Problem description:
Once the line containing "Where can you spot the blue" is found, copy that line and all remaining lines of the records exactly, including the last one, and add nothing.

Dataset entries:
★ ★ ★ ★ ★
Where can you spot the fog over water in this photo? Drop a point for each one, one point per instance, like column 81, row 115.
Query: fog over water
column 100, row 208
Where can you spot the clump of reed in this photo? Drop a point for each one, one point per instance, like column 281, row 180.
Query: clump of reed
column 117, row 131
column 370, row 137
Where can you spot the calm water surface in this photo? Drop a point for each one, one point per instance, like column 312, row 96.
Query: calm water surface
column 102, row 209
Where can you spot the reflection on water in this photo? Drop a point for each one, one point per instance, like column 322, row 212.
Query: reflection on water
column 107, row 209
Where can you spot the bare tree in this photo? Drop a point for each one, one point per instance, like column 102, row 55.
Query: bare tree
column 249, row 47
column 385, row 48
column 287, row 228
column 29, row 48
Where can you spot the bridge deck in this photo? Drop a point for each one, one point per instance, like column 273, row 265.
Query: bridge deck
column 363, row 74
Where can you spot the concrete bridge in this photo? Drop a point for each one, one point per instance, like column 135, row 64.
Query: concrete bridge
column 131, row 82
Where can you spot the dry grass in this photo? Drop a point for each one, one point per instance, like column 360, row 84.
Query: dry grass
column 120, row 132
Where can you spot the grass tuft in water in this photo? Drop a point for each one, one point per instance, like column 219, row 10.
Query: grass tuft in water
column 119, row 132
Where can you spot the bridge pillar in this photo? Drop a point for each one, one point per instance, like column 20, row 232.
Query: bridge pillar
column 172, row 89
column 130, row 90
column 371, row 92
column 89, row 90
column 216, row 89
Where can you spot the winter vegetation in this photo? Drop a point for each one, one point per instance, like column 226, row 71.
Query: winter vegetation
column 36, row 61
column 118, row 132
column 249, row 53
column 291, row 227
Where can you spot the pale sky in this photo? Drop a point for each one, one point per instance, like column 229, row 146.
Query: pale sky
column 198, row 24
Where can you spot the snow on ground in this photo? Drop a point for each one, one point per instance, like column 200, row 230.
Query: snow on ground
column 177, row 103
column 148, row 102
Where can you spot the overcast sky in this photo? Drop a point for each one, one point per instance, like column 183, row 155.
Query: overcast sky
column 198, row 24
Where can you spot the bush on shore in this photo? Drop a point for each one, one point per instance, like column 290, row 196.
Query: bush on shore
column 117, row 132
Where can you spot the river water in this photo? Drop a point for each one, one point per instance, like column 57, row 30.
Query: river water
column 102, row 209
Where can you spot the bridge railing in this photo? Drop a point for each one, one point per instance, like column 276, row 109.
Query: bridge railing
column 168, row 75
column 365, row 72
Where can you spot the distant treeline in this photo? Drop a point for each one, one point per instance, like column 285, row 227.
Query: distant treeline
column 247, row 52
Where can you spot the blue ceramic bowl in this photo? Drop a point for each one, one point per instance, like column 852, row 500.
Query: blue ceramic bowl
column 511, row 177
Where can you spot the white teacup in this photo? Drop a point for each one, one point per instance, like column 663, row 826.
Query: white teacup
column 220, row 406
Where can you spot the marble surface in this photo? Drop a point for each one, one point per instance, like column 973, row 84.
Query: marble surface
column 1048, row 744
★ ★ ★ ★ ★
Response to the exercise:
Where can you spot the blue ceramic bowl in this photo? Drop a point for each one, one point per instance, like column 852, row 500.
Query: blue ceramic bowl
column 511, row 177
Where can you spot the white teacup in this photo? Drop a point for each one, one point per instance, like column 663, row 826.
Query: white teacup
column 220, row 406
Where can you spot the marble surface in this photo? Drop a point for each one, one point per instance, like column 973, row 84.
Query: marble surface
column 1048, row 744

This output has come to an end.